Page |

Not much wildlife, although the big fruit bats and flying foxes (4 ft. wingspan) are pretty impressive. Going over the highlands there is very little sign of habitation, but along the coast (there is a road that follows the coast around the entire northern part of the island) there are villages every 1/2 mile or so. Here a village essentially seems to mean an small extended family. That seems to mean a momma, papa, a whole batch of pikininies (here pikininni is not a racial slur, but the official Bislama word for child), a few aunts and uncles and maybe a granny and gramps. For some odd reason brothers don't seem to live together in the same village. I can't imagine why.


We arrived at Alpalak village and unloaded the truck. It turned out that our hut was one sometimes used by missionaries and sometimes by archeologists/anthropologists. It is about 20ft x 10 ft and consists of 2 "rooms". It is typical bamboo screen construction, with woven reed roof (luckily it never rained here so I don't know if the roof leaked). There is one door in the "front" room and 1 window in the "back" room. Along the front outside is a 8 ft long bamboo bench which is very handy and quicky crammed with various uses. But the floor is concrete...a result that is at once welcome (cleaner) and unwelcome (how do I fasten down my mosquito net?). The concrete is covered with rattan-like mats which is very nice. I eventually find 4 rocks (there are no rocks on this island because the geology is all very new and everything is old coral (which is not very good for mossy net weights)). Anyway, we unpack and occupy the hut (5 of us, with Henry, Nicholas (Australian conservationist), and me in the back room and Bruno and Mem in the front room). We go off to see the little sand beach they have just in time to see the sunset (6 PM because it's winter here). The beach is coral, the water is beautiful blue-green as is common in the tropics. Take 5 minutes to decompress a bit. There are about 4-5 kids playing on the beach (mostly watching us) and giving us rides in their outrigger canoe (I decline because Henry who is a lot lighter almost swamps the thing.

When we return back up to the village, we find we are invited to a Kava ceremony at the Nakamal, a great honor. So about 1/2 hour later we are led (not Mem, women are tabu, so she stays home and drinks Scotch) off into the bush in the pitch dark. After stumbling along for about 50 yards we come to a hut that looks just like all the others, bamboo, 10x20, leaf roof, this time dirt floor. We go inside and along the 20 ft wall by the door is a long bamboo bench where we sit. On the wall opposite is another bench. At the back end is a fire pit alive with coals (very hot, humid, smoky, dark). In the front corner near the door is the kava preparation area. The whole kava ceremony is very ritualistic although you wouldn't recognize it unless someone told you. The process starts with the kava plants (no one really showed us any, they claim they don't grow it, but purchase it) being ground up in a mortar that stands about 4 ft high and is about 1 ft around. The pestle looks like a big club.

Extracted data |
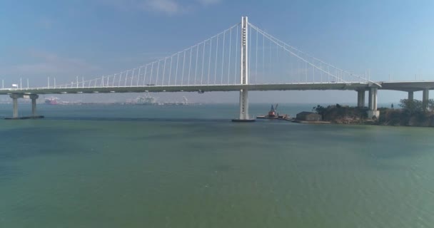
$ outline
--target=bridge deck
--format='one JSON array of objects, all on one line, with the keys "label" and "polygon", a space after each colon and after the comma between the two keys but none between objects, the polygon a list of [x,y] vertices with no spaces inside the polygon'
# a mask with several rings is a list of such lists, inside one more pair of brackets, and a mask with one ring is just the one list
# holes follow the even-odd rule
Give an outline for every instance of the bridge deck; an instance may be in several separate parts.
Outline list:
[{"label": "bridge deck", "polygon": [[[420,91],[434,89],[434,81],[378,82],[380,90]],[[11,93],[24,94],[64,94],[64,93],[109,93],[143,92],[204,92],[238,91],[248,89],[251,91],[265,90],[368,90],[372,83],[291,83],[261,85],[216,85],[216,86],[146,86],[121,87],[84,87],[84,88],[36,88],[0,89],[0,95]]]}]

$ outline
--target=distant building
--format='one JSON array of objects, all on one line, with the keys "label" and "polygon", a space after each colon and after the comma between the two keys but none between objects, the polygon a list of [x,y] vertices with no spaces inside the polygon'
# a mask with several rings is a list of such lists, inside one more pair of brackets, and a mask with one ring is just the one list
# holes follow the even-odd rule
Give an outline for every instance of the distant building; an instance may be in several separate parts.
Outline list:
[{"label": "distant building", "polygon": [[321,115],[311,112],[301,112],[297,114],[296,119],[303,121],[321,121],[323,118]]}]

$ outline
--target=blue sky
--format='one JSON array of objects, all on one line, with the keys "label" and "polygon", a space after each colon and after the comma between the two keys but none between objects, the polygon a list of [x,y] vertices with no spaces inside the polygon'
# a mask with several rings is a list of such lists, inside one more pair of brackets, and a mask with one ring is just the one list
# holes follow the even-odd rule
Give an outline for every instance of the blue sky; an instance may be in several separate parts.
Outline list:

Exercise objective | Can you reproduce the passage of the Alpalak village account that falls between "Not much wildlife, although" and "can't imagine why.", inclusive, word for word?

Task answer |
Not much wildlife, although the big fruit bats and flying foxes (4 ft. wingspan) are pretty impressive. Going over the highlands there is very little sign of habitation, but along the coast (there is a road that follows the coast around the entire northern part of the island) there are villages every 1/2 mile or so. Here a village essentially seems to mean an small extended family. That seems to mean a momma, papa, a whole batch of pikininies (here pikininni is not a racial slur, but the official Bislama word for child), a few aunts and uncles and maybe a granny and gramps. For some odd reason brothers don't seem to live together in the same village. I can't imagine why.